» **Consignes de travail**
(A) D'après l'article sur le satellite Aeolus, à quelle altitude le satellite a-t-il finalement été placé ?
(B) Reformulez plus brièvement le paragraphe de l'article sur le satellite Aeolus qui commence par « Compte tenu de la faiblesse des échos Doppler », sans en perdre les faits principaux.
(C) Extrayez de l'article sur le satellite Aeolus, sans rien y changer, le passage qui s'ouvre sur les mots contenant « Raymond Zaharia » et se ferme sur « le 28 juillet. ».

» **Texte source**

------

Article d'actualités sur les satellites
Rentrée atmosphérique assistée du satellite Aeolus de mesure du vent.
Raymond Zaharia
La rentrée atmosphérique assistée du satellite expérimental Aeolus (Voir : Aeolus et son lidar-vent enfin dans l'espace de Jean Pailleux) est intervenue le 28 juillet.
Lancé le 22 août 2018 depuis Kourou en Guyane par un lanceur Vega, ce satellite de l'Agence Spatiale Européenne a réalisé au moins 2 "premières" :
- L'une concernait la mesure du vent jusqu'à une altitude de 30 à 40 km à l'aide d'un lidar. En effet, ce dispositif de mesure sophistiqué, à l'aide d'un faisceau laser ultraviolet, (plus adapté à la mesure du vent par effet Doppler), n'a pu être mis en oeuvre qu'après des années de travaux en laboratoire et plusieurs percées technologiques. (Notamment l'utilisation d'un léger flux d'oxygène - à la pression de 40 Pascal - afin de protéger les optiques d'un effet de noircissement dû aux rayons ultraviolet.)
L'objectif principal de la mission ADM-Aeolus était de valider le recours à un lidar pour mesurer les profils de vent depuis l'espace.L'objectif secondaire était de fournir des données exploitables permettant d'améliorer les modèles numériques servant à la prévision du temps et à la simulation du climat. La compréhension de l'évolution des vents sur une période de quelques jours contribue en effet à améliorer les connaissances sur la dynamique de l'atmosphère et les processus globaux de transport ainsi que les cycles de l'énergie, de l'eau, des aérosols et des produits chimiques.
Compte tenu de la faiblesse des échos Doppler reçus des couches atmosphériques sondées, l'altitude du satellite a été fixée à 320 km seulement, alors que la valeur initialement prévue était de 400 km. En effet, le signal utile diminue fortement lorsque la distance à laquelle la mesure est effectuée, augmente.

------

» **Données enregistrées**

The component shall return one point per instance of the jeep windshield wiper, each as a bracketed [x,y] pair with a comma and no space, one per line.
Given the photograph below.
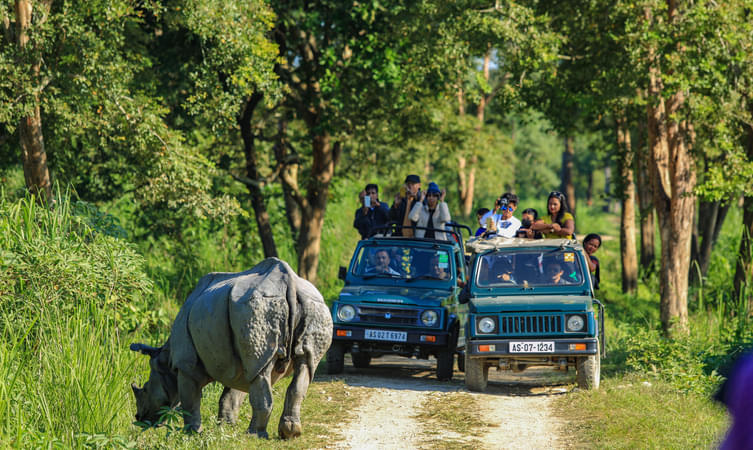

------

» **Corrigé des consignes**
(A) À 320 km.

(B) Les échos Doppler renvoyés par les couches atmosphériques étant faibles, le satellite a été placé à 320 km d'altitude au lieu des 400 km prévus, car le signal utile baisse fortement quand la distance de mesure augmente.

(C)
Raymond Zaharia
La rentrée atmosphérique assistée du satellite expérimental Aeolus (Voir : Aeolus et son lidar-vent enfin dans l'espace de Jean Pailleux) est intervenue le 28 juillet.